* [Work to be completed]: Copy out the listing below with every "positive clicks" changed to "include clicks" and nothing else altered. Leave the pictures out.

* [Data listing]:
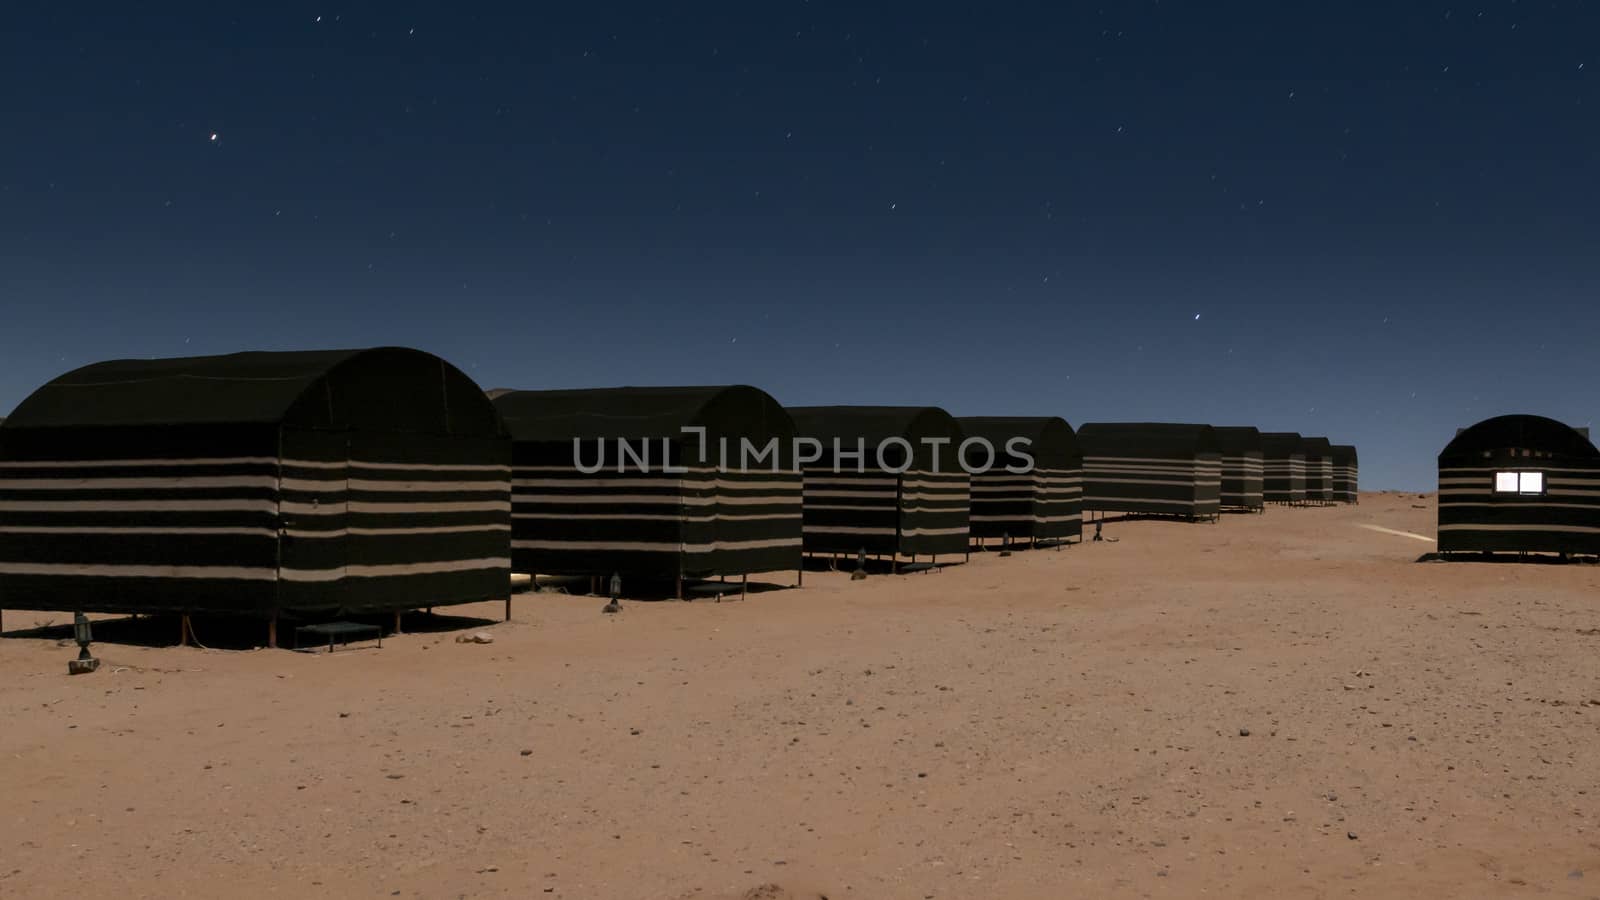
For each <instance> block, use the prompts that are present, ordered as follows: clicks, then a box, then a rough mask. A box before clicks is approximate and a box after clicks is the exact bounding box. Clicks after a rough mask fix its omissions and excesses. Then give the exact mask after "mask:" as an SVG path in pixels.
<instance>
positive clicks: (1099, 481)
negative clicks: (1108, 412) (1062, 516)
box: [1078, 423, 1222, 520]
mask: <svg viewBox="0 0 1600 900" xmlns="http://www.w3.org/2000/svg"><path fill="white" fill-rule="evenodd" d="M1078 445H1080V447H1082V448H1083V509H1098V511H1101V512H1136V514H1155V516H1179V517H1184V519H1190V520H1198V519H1214V517H1216V516H1218V514H1219V512H1221V492H1222V453H1221V448H1219V445H1218V440H1216V432H1214V431H1213V429H1211V426H1208V424H1168V423H1090V424H1085V426H1082V428H1078Z"/></svg>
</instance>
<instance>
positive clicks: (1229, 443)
mask: <svg viewBox="0 0 1600 900" xmlns="http://www.w3.org/2000/svg"><path fill="white" fill-rule="evenodd" d="M1216 440H1218V444H1219V445H1221V447H1222V495H1221V501H1222V509H1250V511H1261V509H1262V508H1264V506H1266V493H1264V488H1262V480H1264V463H1262V452H1261V432H1259V431H1256V429H1254V428H1250V426H1229V428H1218V429H1216Z"/></svg>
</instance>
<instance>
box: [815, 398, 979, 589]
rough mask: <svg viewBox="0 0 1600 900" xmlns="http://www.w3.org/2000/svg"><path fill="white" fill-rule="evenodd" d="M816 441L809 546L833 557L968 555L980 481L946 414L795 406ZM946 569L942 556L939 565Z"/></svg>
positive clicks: (960, 442) (935, 560)
mask: <svg viewBox="0 0 1600 900" xmlns="http://www.w3.org/2000/svg"><path fill="white" fill-rule="evenodd" d="M789 415H792V416H794V421H795V434H797V436H798V437H800V439H802V440H810V442H814V444H810V445H806V447H805V450H806V455H818V458H816V460H813V461H805V460H802V472H803V476H805V549H806V552H824V554H858V552H862V551H864V552H867V554H870V556H888V557H890V559H891V560H894V559H898V557H901V556H909V557H912V559H915V557H917V556H930V557H938V556H941V554H944V556H949V554H965V552H966V549H968V533H970V520H968V516H970V503H971V493H970V488H971V482H970V477H968V474H966V471H965V469H963V468H962V464H960V460H958V458H957V455H958V453H960V445H962V440H963V434H962V426H960V424H958V423H957V421H955V420H954V418H950V413H947V412H944V410H941V408H938V407H789ZM931 562H938V559H931Z"/></svg>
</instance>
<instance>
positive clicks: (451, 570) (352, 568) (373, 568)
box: [283, 557, 510, 589]
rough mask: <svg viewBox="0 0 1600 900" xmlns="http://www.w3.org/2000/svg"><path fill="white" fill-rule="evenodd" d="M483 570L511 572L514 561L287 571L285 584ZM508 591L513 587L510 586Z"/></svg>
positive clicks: (355, 567) (288, 569)
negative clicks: (501, 569) (504, 571)
mask: <svg viewBox="0 0 1600 900" xmlns="http://www.w3.org/2000/svg"><path fill="white" fill-rule="evenodd" d="M483 569H506V570H509V569H510V559H498V557H488V559H450V560H443V562H402V564H395V565H346V567H342V569H285V570H283V580H285V581H301V583H314V581H341V580H344V578H394V577H403V575H443V573H448V572H478V570H483ZM507 589H510V588H509V585H507Z"/></svg>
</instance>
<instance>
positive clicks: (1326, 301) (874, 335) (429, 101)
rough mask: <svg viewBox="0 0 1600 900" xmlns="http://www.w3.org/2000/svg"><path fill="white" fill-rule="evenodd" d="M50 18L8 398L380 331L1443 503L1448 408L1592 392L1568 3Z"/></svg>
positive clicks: (1, 163) (1527, 406)
mask: <svg viewBox="0 0 1600 900" xmlns="http://www.w3.org/2000/svg"><path fill="white" fill-rule="evenodd" d="M53 6H56V5H48V3H40V5H26V6H16V8H10V6H8V8H6V13H5V14H6V22H5V27H3V30H0V312H3V315H0V413H3V412H6V410H10V408H11V407H14V405H16V404H18V402H19V400H22V397H26V396H27V392H29V391H30V389H32V388H35V386H37V384H40V383H43V381H46V380H50V378H53V376H56V375H58V373H61V372H64V370H69V368H74V367H78V365H83V364H88V362H94V360H99V359H110V357H165V356H195V354H213V352H232V351H240V349H294V348H336V346H373V344H406V346H416V348H421V349H427V351H432V352H437V354H440V356H443V357H446V359H450V360H451V362H454V364H458V365H461V367H462V368H464V370H466V372H467V373H469V375H472V376H474V378H475V380H477V381H478V383H480V384H483V386H485V388H491V386H510V388H584V386H614V384H691V383H750V384H757V386H760V388H765V389H766V391H770V392H773V394H774V396H776V397H778V399H779V400H781V402H784V404H790V405H802V404H933V405H942V407H946V408H949V410H950V412H952V413H955V415H1061V416H1066V418H1067V420H1069V421H1072V423H1074V424H1077V423H1083V421H1112V420H1165V421H1208V423H1214V424H1256V426H1259V428H1262V429H1272V431H1302V432H1306V434H1326V436H1330V437H1331V439H1333V440H1334V442H1354V444H1357V445H1358V447H1360V450H1362V484H1363V487H1368V488H1392V487H1400V488H1418V490H1432V487H1434V456H1435V455H1437V452H1438V450H1440V447H1442V445H1443V444H1445V442H1446V440H1448V439H1450V437H1451V434H1453V432H1454V429H1456V428H1459V426H1466V424H1470V423H1474V421H1477V420H1482V418H1486V416H1490V415H1498V413H1506V412H1528V413H1541V415H1549V416H1554V418H1558V420H1563V421H1568V423H1571V424H1579V426H1582V424H1589V421H1590V418H1592V416H1594V413H1595V410H1597V408H1600V376H1597V372H1595V368H1597V367H1595V359H1597V356H1600V340H1597V331H1600V328H1597V325H1600V304H1597V296H1600V290H1597V288H1600V224H1597V223H1600V165H1597V163H1600V40H1597V35H1600V5H1595V3H1587V5H1586V3H1582V2H1571V0H1557V2H1549V0H1544V2H1531V0H1528V2H1520V3H1518V2H1510V0H1496V2H1493V3H1432V2H1405V3H1398V2H1384V3H1368V2H1350V3H1317V5H1310V3H1293V2H1282V0H1280V2H1275V3H1195V2H1189V3H1179V2H1174V0H1166V2H1154V0H1128V2H1115V3H1114V2H1109V0H1107V2H1104V3H1035V5H994V3H960V5H938V3H904V5H894V6H886V5H867V3H848V2H838V3H824V2H810V3H805V2H773V3H765V2H758V3H750V2H746V3H728V5H709V3H691V5H680V6H670V5H659V3H648V5H646V3H638V5H621V3H611V5H608V3H562V5H554V3H549V5H547V3H525V5H515V6H514V5H507V6H506V8H502V10H494V11H490V10H477V11H470V8H469V5H462V6H446V5H414V3H381V5H379V3H373V5H354V3H326V5H307V3H256V5H251V6H253V8H251V10H245V11H235V10H219V8H211V5H192V6H190V5H182V6H179V5H138V3H117V5H106V6H99V5H94V3H82V5H75V6H74V8H72V10H62V11H58V10H54V8H53ZM218 6H224V5H218Z"/></svg>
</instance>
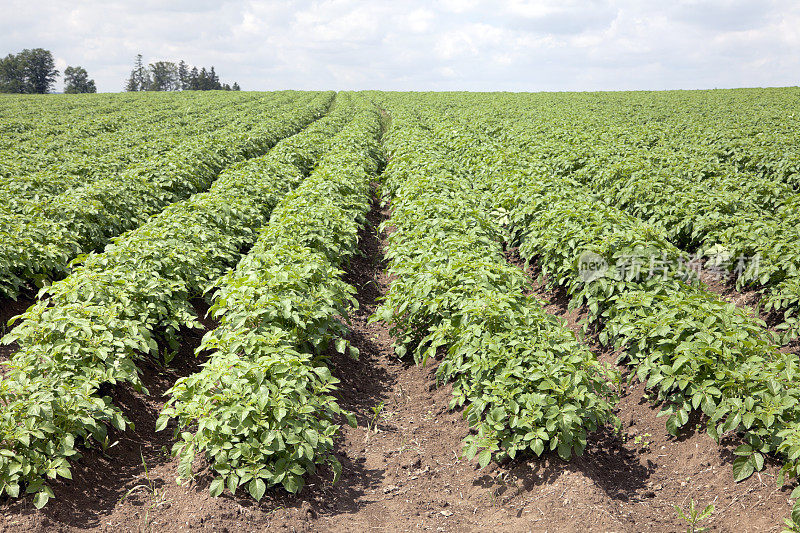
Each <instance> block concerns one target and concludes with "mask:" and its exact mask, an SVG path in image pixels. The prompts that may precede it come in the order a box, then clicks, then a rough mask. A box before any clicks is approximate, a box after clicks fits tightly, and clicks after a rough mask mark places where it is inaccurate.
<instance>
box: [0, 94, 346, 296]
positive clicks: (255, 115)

* [Problem solution]:
For each <instance> block, use the prompts that are present, ordered as follows: clicks, then a box, then a rough mask. A box before clicks is approximate and a box after clicks is the exact bounding box. Clicks after a rough mask fix its omissions and excesses. Then give the exact mask after "mask:" as an SVG path in pixels.
<instance>
include clicks: (1099, 481)
negative clicks: (1108, 412) (1062, 516)
box: [1078, 423, 1222, 520]
mask: <svg viewBox="0 0 1600 900" xmlns="http://www.w3.org/2000/svg"><path fill="white" fill-rule="evenodd" d="M1078 445H1080V447H1082V448H1083V509H1098V511H1101V512H1136V514H1155V516H1179V517H1184V519H1190V520H1198V519H1214V517H1216V516H1218V514H1219V512H1221V492H1222V453H1221V448H1219V445H1218V440H1216V432H1214V431H1213V429H1211V426H1208V424H1168V423H1090V424H1085V426H1082V428H1078Z"/></svg>
</instance>
<instance>
include clicks: (1229, 443)
mask: <svg viewBox="0 0 1600 900" xmlns="http://www.w3.org/2000/svg"><path fill="white" fill-rule="evenodd" d="M1216 440H1218V444H1219V445H1221V447H1222V495H1221V501H1222V509H1250V511H1261V509H1262V508H1264V506H1266V493H1264V488H1262V480H1264V463H1262V452H1261V432H1259V431H1256V429H1254V428H1250V426H1229V428H1218V429H1216Z"/></svg>
</instance>
<instance>
box: [815, 398, 979, 589]
rough mask: <svg viewBox="0 0 1600 900" xmlns="http://www.w3.org/2000/svg"><path fill="white" fill-rule="evenodd" d="M816 441L809 546L833 557L968 555L980 481L946 414L795 406ZM946 569L942 556L939 565Z"/></svg>
include clicks: (960, 442) (935, 560)
mask: <svg viewBox="0 0 1600 900" xmlns="http://www.w3.org/2000/svg"><path fill="white" fill-rule="evenodd" d="M789 415H792V416H794V421H795V434H797V436H798V437H800V439H802V440H810V442H814V444H810V445H806V447H805V450H806V455H818V458H816V460H813V461H805V460H802V472H803V476H805V549H806V552H824V554H858V552H862V551H864V552H867V554H870V556H888V557H890V559H891V560H894V559H898V557H901V556H909V557H912V559H915V557H917V556H930V557H938V556H941V554H944V556H949V554H965V552H966V549H968V533H970V520H968V516H970V503H971V493H970V488H971V482H970V477H968V474H966V471H965V469H963V468H962V464H960V460H958V458H957V455H958V453H960V445H962V440H963V434H962V426H960V424H958V423H957V421H955V420H954V418H950V413H947V412H944V410H941V408H938V407H789ZM931 562H938V559H931Z"/></svg>
</instance>
<instance>
include clicks: (451, 570) (352, 568) (373, 568)
box: [283, 557, 510, 589]
rough mask: <svg viewBox="0 0 1600 900" xmlns="http://www.w3.org/2000/svg"><path fill="white" fill-rule="evenodd" d="M483 570L511 572L514 561L287 571L285 584ZM508 591L513 587L510 586Z"/></svg>
include clicks: (355, 567) (288, 569)
negative clicks: (501, 569) (504, 571)
mask: <svg viewBox="0 0 1600 900" xmlns="http://www.w3.org/2000/svg"><path fill="white" fill-rule="evenodd" d="M483 569H506V570H509V569H510V559H498V557H488V559H450V560H443V562H402V564H395V565H346V567H342V569H285V570H283V580H285V581H301V583H314V581H341V580H344V578H394V577H403V575H443V573H448V572H478V570H483ZM507 589H510V588H509V585H507Z"/></svg>
</instance>
<instance>
include clicks: (1326, 301) (874, 335) (429, 101)
rough mask: <svg viewBox="0 0 1600 900" xmlns="http://www.w3.org/2000/svg"><path fill="white" fill-rule="evenodd" d="M50 18L8 398L380 331L1443 503L1448 408L1592 392L1568 3Z"/></svg>
include clicks: (1, 163) (1527, 406)
mask: <svg viewBox="0 0 1600 900" xmlns="http://www.w3.org/2000/svg"><path fill="white" fill-rule="evenodd" d="M53 6H56V5H48V3H40V5H26V6H16V8H10V6H8V8H6V13H5V14H6V22H5V27H3V30H0V312H3V315H0V413H3V412H6V410H10V408H11V407H14V405H16V404H18V402H19V400H22V397H26V396H27V392H29V391H30V389H32V388H35V386H37V384H40V383H43V381H46V380H50V378H53V376H56V375H58V373H61V372H64V370H69V368H74V367H78V365H83V364H88V362H94V360H99V359H110V357H165V356H195V354H213V352H232V351H240V349H294V348H336V346H373V344H406V346H416V348H421V349H427V351H432V352H437V354H440V356H443V357H446V359H450V360H451V362H454V364H458V365H461V367H462V368H464V370H466V372H467V373H469V375H472V376H474V378H475V380H477V381H478V383H480V384H483V386H485V388H491V386H510V388H584V386H614V384H691V383H750V384H757V386H760V388H765V389H766V391H770V392H773V394H774V396H776V397H778V399H779V400H781V402H784V404H790V405H802V404H933V405H942V407H946V408H949V410H950V412H952V413H955V415H1061V416H1066V418H1067V420H1069V421H1072V423H1074V424H1077V423H1083V421H1112V420H1165V421H1208V423H1214V424H1256V426H1259V428H1262V429H1272V431H1302V432H1306V434H1326V436H1330V437H1331V439H1333V440H1334V442H1354V444H1357V445H1358V447H1360V450H1362V484H1363V487H1368V488H1392V487H1400V488H1418V490H1432V487H1434V456H1435V455H1437V452H1438V450H1440V447H1442V445H1443V444H1445V442H1446V440H1448V439H1450V437H1451V434H1453V432H1454V429H1456V428H1459V426H1466V424H1470V423H1474V421H1477V420H1482V418H1486V416H1490V415H1498V413H1506V412H1528V413H1541V415H1549V416H1554V418H1558V420H1563V421H1568V423H1571V424H1579V426H1582V424H1589V421H1590V418H1592V416H1594V413H1595V410H1597V408H1600V376H1597V372H1595V368H1597V367H1595V359H1597V356H1600V340H1597V331H1600V328H1597V325H1600V304H1597V296H1600V290H1597V288H1600V224H1597V223H1600V165H1597V163H1600V40H1597V35H1600V5H1595V3H1587V5H1586V3H1582V2H1571V0H1557V2H1549V0H1544V2H1531V0H1528V2H1520V3H1518V2H1510V0H1496V2H1493V3H1432V2H1405V3H1398V2H1384V3H1368V2H1350V3H1317V5H1310V3H1293V2H1282V0H1280V2H1275V3H1195V2H1189V3H1179V2H1174V0H1166V2H1154V0H1128V2H1115V3H1114V2H1109V0H1107V2H1104V3H1035V5H994V3H960V5H938V3H904V5H894V6H886V5H867V3H848V2H838V3H824V2H810V3H805V2H773V3H765V2H758V3H750V2H746V3H728V5H709V3H691V5H680V6H670V5H659V3H648V5H646V3H638V5H621V3H611V5H608V3H562V5H554V3H549V5H547V3H525V5H515V6H514V5H507V6H506V8H502V10H494V11H490V10H477V11H470V8H469V5H462V6H446V5H414V3H381V5H379V3H373V5H354V3H326V5H307V3H256V5H251V6H253V8H251V10H245V11H235V10H219V8H211V5H192V6H190V5H182V6H179V5H138V3H117V5H106V6H99V5H94V3H82V5H75V6H74V8H72V10H62V11H58V10H54V8H53ZM218 6H224V5H218Z"/></svg>
</instance>
Each <instance> block concerns one target and concludes with "mask:" and its exact mask, an SVG path in image pixels. The prompts that may precede it come in the order a box, then clicks, then a rough mask. A box before any clicks is approximate, a box after clicks fits tightly, and clicks after a rough mask mark places where it is inaccurate.
<instance>
box: [0, 94, 346, 296]
include clicks: (255, 115)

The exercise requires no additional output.